Task statement
Return every line of the data exactly as it stands.

Supplied material
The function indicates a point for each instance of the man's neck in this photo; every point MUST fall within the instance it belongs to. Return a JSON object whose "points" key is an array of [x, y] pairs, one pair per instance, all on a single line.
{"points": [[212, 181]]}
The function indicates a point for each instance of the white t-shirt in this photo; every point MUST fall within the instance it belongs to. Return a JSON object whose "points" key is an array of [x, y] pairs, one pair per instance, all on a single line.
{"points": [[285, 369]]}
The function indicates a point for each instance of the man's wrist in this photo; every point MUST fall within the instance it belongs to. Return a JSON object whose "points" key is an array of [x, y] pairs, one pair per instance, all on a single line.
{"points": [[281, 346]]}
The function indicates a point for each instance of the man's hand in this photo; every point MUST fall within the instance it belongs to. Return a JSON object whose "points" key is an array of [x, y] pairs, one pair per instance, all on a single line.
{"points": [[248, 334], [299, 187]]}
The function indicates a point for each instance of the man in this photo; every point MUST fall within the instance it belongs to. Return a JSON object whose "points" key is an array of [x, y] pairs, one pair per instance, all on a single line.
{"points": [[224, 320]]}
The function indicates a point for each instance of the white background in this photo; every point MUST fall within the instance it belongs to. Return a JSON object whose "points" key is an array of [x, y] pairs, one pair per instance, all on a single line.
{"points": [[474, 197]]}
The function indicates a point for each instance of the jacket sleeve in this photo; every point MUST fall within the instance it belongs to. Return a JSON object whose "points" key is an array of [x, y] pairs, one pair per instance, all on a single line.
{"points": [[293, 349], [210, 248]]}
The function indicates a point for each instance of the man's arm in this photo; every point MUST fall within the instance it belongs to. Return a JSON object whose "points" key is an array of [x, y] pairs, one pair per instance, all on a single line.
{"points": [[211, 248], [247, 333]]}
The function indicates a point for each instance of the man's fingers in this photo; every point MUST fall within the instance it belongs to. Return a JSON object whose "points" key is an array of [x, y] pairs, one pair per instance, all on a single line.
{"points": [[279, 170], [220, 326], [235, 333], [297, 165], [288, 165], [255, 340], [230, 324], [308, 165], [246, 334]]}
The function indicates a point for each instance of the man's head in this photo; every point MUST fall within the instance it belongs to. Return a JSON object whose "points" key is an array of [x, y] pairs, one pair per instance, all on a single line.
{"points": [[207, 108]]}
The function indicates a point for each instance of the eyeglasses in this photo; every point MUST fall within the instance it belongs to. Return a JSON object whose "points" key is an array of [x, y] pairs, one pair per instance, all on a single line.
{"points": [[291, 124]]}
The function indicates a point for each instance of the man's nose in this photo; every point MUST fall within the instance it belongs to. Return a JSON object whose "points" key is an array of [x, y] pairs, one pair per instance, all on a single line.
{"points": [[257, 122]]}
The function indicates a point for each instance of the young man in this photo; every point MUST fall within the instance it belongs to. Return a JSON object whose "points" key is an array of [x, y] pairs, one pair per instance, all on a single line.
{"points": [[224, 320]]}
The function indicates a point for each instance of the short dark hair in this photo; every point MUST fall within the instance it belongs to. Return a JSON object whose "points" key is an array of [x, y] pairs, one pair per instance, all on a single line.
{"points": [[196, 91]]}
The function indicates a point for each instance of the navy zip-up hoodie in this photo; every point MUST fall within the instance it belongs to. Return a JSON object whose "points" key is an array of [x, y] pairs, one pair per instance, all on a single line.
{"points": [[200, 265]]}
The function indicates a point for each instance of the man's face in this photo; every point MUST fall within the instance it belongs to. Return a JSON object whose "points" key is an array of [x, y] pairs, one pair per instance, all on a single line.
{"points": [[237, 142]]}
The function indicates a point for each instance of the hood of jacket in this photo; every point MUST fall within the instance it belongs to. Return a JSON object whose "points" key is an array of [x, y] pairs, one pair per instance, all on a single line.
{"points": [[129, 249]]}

Exercise output
The function indicates a point for each instance of the man's neck in this photo; every point MUST fall within the instance it belongs to. Return a JSON object whose "points" key is an array of [x, y] pairs, one pair per instance, all on a single line.
{"points": [[212, 181]]}
The function indicates a point for each instance of the white t-shirt in this photo; every point MUST fall within the instance it belongs to. Return a JSON object whose "points" key is an array of [x, y] pairs, one pair per instance, all on a single line.
{"points": [[285, 369]]}
The function indicates a point for each instance of the man's wrist in this photo; every point MUST fall within the instance it belongs to. Return a JSON object whose "points" key is an array of [x, y] pairs, one pair per instance, all on a single line.
{"points": [[281, 346]]}
The function indicates a point for each instance of the man's hand in this photo; every point MUST fall within the instance it belongs to. Return a JSON object whose "points" key is an array of [x, y] pairs, one pair per instance, all on a single line.
{"points": [[248, 334], [299, 187]]}
The function indicates a point for each instance of the man in this photo; every point MUST fall within the instance it belongs to. Return a JSON object whose "points" key is an array of [x, y] pairs, one pair per instance, all on a single line.
{"points": [[224, 320]]}
The function indicates a point for each instance of the white background in this photo; every point MUST fall within the instance it belongs to. Return a JSON object whose "points" key is an array of [x, y] pairs, one pair per instance, all on a single line.
{"points": [[474, 197]]}
The function indicates a point for each instance of the jacket sleeve in this photo; every point MUST fall within the instance it belongs to. Return a JSON object whose "points" key is an array of [x, y] pairs, one pair per instance, all on a single line.
{"points": [[293, 349], [210, 248]]}
The function indicates a point for each instance of the man's arm in this photo; every point MUST fall within the instance it belongs to. Return a JSON object whose "points" key is an array of [x, y] pairs, one pair per instance, all on a single line.
{"points": [[211, 248], [247, 333]]}
The function indicates a point for each instance of the man's fingers in this photo; every point MUST fall within the instance it belongs to. Return a JSON object whose "points" key is an array of [x, y] pairs, one pair per instance, all on a single line.
{"points": [[279, 170], [220, 326], [235, 333], [297, 165], [288, 165], [255, 340], [230, 324], [308, 165], [246, 334]]}
The function indicates a point for each instance of the man's head in this photo; every point MUST fall within the instance it belongs to. Return a JSON object whose "points" key is an array of [x, y] pairs, one pair per instance, all on a single line.
{"points": [[207, 108]]}
The function indicates a point for each instance of the eyeglasses in this photo; every point MUST fall within the instance it belongs to. Return a JSON object whose "points" key is an array of [x, y] pairs, one pair per instance, all on a single line.
{"points": [[291, 124]]}
The function indicates a point for each instance of the man's nose in this photo; every point MUST fall within the instance it belongs to. Return a JSON object whose "points" key is an array of [x, y] pairs, one pair per instance, all on a single line.
{"points": [[257, 122]]}
The function indicates a point for each instance of the young man in this photo; every point MUST fall within the instance it belongs to. Return a JSON object whose "points" key is an array of [x, y] pairs, one pair per instance, all on a single line.
{"points": [[224, 320]]}
The function indicates a point for each instance of the short dark hair in this photo; every point MUST fall within the instance it belongs to. Return a JSON object whose "points" key is an array of [x, y] pairs, one pair per instance, all on a single line.
{"points": [[196, 91]]}
The function indicates a point for each instance of the navy zip-up hoodie in this photo; every point MUST fall within the instance it belongs to. Return a JSON object whose "points" key is an array of [x, y] pairs, one pair per instance, all on a single line.
{"points": [[200, 265]]}
The function indicates a point for each instance of the man's face in this photo; every point MUST fall within the instance it belongs to. Return a JSON object whose "points" key is an array of [x, y] pairs, one pair per instance, all on a single line.
{"points": [[237, 142]]}
The function indicates a point for each instance of the hood of jacket in this photo; every point MUST fall within the instance it belongs to. Return a JSON object whose "points" key is an array of [x, y] pairs, one pair per instance, all on a single line.
{"points": [[129, 249]]}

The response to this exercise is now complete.